━━━ PROVIDED RECORDS
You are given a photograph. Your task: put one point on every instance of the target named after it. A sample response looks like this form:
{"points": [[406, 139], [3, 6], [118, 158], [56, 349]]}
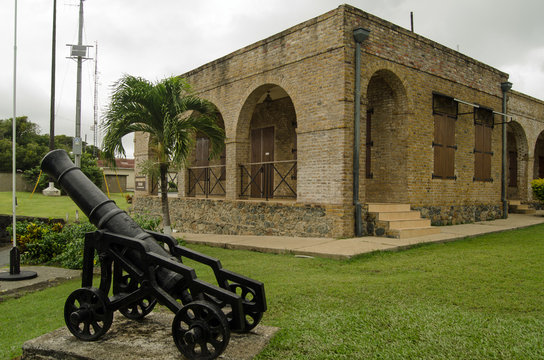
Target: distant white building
{"points": [[121, 178]]}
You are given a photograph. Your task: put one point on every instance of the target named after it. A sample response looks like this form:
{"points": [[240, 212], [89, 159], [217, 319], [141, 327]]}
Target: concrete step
{"points": [[518, 208], [386, 207], [399, 215], [409, 224], [409, 233]]}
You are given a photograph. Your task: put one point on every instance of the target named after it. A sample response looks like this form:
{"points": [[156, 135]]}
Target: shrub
{"points": [[38, 242], [74, 238], [42, 243], [538, 188]]}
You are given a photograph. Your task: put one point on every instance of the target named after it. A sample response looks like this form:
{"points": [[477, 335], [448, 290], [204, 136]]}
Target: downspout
{"points": [[359, 35], [505, 86]]}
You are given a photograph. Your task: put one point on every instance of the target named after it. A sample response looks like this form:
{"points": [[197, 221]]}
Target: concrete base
{"points": [[51, 191], [127, 339]]}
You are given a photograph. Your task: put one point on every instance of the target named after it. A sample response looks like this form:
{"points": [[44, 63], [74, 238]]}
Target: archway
{"points": [[538, 166], [267, 125], [516, 161], [384, 147], [207, 175]]}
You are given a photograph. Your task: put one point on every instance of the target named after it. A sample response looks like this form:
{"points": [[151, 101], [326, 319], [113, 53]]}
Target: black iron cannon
{"points": [[143, 268]]}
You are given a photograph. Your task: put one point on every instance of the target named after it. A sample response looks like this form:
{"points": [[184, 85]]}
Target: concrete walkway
{"points": [[346, 248], [301, 246]]}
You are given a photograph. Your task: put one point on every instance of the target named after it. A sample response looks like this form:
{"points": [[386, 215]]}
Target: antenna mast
{"points": [[95, 125]]}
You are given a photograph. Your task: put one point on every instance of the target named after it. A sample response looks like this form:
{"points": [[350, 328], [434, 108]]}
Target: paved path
{"points": [[346, 248], [301, 246]]}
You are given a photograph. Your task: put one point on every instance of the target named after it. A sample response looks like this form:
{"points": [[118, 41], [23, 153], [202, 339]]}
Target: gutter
{"points": [[360, 35]]}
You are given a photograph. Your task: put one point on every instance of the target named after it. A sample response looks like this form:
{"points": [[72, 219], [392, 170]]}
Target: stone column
{"points": [[237, 153]]}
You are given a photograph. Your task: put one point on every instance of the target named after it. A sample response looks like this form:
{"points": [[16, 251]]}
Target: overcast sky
{"points": [[155, 39]]}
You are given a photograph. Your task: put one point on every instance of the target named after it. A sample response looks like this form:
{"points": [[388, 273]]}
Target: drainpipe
{"points": [[505, 86], [359, 35]]}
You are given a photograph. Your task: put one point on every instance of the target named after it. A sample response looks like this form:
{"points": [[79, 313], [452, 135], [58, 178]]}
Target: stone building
{"points": [[430, 125]]}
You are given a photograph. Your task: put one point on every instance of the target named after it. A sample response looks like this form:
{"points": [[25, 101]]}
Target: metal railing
{"points": [[206, 180], [269, 179]]}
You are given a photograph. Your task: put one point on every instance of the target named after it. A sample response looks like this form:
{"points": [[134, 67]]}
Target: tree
{"points": [[30, 145], [170, 113], [89, 166]]}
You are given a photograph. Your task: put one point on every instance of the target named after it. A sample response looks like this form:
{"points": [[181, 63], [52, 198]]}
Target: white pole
{"points": [[14, 122]]}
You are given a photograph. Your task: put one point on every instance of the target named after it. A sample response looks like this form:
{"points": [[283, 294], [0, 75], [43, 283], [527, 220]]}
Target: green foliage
{"points": [[170, 113], [31, 146], [89, 166], [38, 242], [42, 243], [73, 236], [538, 188]]}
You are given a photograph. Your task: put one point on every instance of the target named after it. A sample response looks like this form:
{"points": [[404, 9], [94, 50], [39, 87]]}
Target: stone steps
{"points": [[399, 221], [516, 207]]}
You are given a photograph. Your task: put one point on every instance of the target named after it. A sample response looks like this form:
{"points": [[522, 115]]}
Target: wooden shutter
{"points": [[513, 168], [444, 147], [483, 131]]}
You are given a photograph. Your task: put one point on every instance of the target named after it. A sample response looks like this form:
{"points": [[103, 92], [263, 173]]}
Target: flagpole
{"points": [[15, 272], [14, 129]]}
━━━━━━
*WHAT YOU NEED TO DO:* Collect every line of the material above that contains the string "stone". Letter case matters when matching.

*RESULT:*
Target: stone column
Target: stone building
Target: stone steps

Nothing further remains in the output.